Коллектив авторов - Новые идеи в философии. Сборник номер 2
Здесь, может быть, один из тех пунктов, в которых можно лучше всего наблюдать прямое влияние на частные науки тех общих размышлений, которые составляют философию. Это действие бесспорно логически, потому что всякая философская система занимается лишь тем, что сначала анализирует, а затем синтезирует в весьма общих формулах интеллектуальные потребности, или, лучше, интеллектуальные требования, предъявляемые движением и необходимым развитием идей. Это действие – в случаях, подобных рассматриваемому здесь – бесспорно и фактически. Нельзя сказать, что философия здесь последовала за наукой. Нельзя сказать, что философия волей-неволей писала то, что диктовала ей наука, ибо исторически философский релятивизм и позитивизм предшествовали на полстолетия, и больше, научному релятивизму и позитивизму.

*ПРЕДОСТАВЛЕННЫЕ ЗАПИСИ*.

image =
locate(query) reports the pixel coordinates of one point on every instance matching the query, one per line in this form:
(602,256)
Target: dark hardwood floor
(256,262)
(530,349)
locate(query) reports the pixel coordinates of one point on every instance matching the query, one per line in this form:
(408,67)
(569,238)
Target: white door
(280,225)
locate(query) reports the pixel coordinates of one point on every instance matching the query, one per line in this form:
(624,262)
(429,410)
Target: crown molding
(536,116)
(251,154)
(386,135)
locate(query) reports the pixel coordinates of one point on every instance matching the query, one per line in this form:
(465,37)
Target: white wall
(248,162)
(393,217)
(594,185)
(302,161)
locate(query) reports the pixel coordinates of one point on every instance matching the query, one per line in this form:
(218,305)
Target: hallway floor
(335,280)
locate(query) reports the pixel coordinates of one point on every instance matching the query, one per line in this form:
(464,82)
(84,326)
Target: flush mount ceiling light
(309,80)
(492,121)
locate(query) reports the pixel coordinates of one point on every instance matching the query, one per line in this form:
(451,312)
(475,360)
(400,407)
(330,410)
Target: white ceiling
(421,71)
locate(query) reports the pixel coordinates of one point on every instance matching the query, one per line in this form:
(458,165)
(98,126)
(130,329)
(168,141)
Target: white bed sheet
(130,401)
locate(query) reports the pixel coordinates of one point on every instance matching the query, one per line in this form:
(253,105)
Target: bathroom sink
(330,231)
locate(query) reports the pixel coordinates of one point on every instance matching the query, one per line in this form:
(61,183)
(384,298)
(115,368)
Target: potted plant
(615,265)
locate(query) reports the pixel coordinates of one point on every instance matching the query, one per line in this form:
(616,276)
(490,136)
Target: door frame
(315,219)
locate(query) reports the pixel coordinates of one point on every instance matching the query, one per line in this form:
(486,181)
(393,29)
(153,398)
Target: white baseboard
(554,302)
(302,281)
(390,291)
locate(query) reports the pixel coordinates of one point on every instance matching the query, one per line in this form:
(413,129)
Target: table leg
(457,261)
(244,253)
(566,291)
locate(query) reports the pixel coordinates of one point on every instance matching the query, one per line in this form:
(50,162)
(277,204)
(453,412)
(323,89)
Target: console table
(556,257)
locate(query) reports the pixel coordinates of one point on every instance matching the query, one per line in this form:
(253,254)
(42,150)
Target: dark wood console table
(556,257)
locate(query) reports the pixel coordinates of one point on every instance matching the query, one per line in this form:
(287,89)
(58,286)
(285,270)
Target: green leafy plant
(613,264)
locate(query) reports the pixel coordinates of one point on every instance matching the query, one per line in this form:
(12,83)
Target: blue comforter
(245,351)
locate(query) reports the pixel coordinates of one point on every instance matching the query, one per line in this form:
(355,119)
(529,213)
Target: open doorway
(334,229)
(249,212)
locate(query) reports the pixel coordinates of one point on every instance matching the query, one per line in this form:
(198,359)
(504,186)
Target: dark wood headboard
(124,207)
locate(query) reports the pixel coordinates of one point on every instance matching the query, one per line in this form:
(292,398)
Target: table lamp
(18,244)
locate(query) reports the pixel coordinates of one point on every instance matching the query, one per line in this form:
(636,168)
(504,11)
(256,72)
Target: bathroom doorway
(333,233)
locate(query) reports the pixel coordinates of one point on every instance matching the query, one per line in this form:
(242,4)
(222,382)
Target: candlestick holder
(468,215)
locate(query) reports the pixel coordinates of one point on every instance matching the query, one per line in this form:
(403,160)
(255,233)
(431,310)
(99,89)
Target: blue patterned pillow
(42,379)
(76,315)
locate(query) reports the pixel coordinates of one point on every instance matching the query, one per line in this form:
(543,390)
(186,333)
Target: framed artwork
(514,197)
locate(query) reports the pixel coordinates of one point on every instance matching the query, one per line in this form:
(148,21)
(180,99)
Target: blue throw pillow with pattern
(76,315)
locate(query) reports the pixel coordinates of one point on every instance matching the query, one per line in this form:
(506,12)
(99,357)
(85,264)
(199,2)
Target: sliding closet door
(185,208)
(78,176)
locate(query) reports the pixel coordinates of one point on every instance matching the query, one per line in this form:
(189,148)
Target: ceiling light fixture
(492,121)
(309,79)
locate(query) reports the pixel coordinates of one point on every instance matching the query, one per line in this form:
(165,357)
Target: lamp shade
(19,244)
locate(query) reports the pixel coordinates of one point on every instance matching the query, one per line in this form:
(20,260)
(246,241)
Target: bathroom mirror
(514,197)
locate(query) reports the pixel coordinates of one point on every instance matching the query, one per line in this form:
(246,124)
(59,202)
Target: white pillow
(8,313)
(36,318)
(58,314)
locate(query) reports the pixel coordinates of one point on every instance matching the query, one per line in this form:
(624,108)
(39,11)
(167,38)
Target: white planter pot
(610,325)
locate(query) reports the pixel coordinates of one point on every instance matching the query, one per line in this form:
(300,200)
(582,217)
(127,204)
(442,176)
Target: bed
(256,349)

*ОПИСАНИЕ ЗАДАНИЯ*.
Ответьте на вопросы по фрагменту, пронумеровав ответы так же.
1. Как называется сборник, из которого взят фрагмент?
2. Что всякая философская система, согласно фрагменту, сначала анализирует, а затем синтезирует в весьма общих формулах?
3. На сколько, по словам фрагмента, философский релятивизм и позитивизм исторически предшествовали научному релятивизму и позитивизму?

*ОТВЕТ К ЗАДАНИЮ*.
1. «Новые идеи в философии. Сборник номер 2».
2. Интеллектуальные потребности, или, лучше, интеллектуальные требования, предъявляемые движением и необходимым развитием идей.
3. На полстолетия и больше.